Aim of the exercise »
In the data below, which lines hold the word "house"? Copy them.
========================================================================
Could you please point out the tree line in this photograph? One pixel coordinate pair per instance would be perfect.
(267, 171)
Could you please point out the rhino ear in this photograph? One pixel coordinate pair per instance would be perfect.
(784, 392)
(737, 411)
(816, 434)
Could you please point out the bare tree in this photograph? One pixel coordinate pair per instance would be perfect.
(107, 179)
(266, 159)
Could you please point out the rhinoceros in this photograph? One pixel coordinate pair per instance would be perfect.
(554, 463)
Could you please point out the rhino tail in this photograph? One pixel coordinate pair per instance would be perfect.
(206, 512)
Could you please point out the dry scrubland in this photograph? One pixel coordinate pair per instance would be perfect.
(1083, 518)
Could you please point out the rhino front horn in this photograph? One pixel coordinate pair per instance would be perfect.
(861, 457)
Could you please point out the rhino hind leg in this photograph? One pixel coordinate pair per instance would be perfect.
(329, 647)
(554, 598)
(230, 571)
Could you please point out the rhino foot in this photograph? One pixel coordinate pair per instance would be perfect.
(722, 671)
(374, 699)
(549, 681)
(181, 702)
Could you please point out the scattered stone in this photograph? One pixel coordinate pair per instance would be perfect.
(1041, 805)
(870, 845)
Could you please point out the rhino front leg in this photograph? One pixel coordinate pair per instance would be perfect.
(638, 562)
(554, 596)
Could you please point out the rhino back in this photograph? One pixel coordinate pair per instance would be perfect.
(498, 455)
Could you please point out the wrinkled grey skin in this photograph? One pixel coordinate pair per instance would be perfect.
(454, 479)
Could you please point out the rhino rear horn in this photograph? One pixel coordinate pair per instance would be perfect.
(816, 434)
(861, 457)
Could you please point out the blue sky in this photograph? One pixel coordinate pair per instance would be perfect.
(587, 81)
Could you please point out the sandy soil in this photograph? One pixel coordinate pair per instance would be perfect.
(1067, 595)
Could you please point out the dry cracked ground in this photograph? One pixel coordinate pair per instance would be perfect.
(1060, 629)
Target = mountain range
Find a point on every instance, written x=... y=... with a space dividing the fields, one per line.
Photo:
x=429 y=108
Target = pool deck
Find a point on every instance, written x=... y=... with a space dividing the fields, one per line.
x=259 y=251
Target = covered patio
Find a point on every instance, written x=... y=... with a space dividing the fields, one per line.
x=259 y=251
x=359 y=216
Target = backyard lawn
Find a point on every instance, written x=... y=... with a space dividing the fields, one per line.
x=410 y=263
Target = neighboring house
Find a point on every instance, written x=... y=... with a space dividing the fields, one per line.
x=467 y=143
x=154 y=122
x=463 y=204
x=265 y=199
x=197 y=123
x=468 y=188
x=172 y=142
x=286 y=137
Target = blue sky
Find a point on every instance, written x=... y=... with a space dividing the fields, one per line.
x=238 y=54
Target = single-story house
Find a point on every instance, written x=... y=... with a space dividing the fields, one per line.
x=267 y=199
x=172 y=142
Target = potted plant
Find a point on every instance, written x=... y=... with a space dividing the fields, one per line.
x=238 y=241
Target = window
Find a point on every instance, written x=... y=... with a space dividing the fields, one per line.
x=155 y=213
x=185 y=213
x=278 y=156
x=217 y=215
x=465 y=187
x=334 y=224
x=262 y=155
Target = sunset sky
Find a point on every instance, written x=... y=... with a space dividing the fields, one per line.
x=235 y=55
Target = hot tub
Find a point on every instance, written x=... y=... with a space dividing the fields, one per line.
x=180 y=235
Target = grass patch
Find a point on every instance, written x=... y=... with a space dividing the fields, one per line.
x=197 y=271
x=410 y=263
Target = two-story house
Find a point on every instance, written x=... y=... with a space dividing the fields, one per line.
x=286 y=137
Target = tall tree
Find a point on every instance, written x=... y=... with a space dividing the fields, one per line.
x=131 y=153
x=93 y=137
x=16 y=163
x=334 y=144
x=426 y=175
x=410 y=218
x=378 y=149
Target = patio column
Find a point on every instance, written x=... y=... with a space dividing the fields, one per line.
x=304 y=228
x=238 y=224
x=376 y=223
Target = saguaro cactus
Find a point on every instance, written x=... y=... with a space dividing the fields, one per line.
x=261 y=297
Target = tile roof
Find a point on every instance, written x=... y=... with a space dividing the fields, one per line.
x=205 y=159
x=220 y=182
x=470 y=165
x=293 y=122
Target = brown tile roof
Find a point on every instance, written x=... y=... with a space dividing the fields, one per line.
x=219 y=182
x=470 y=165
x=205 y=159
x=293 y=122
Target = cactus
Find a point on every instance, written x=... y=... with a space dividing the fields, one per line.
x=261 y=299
========================================================================
Answer box »
Target = neighboring house
Target = single-story house
Target = two-story house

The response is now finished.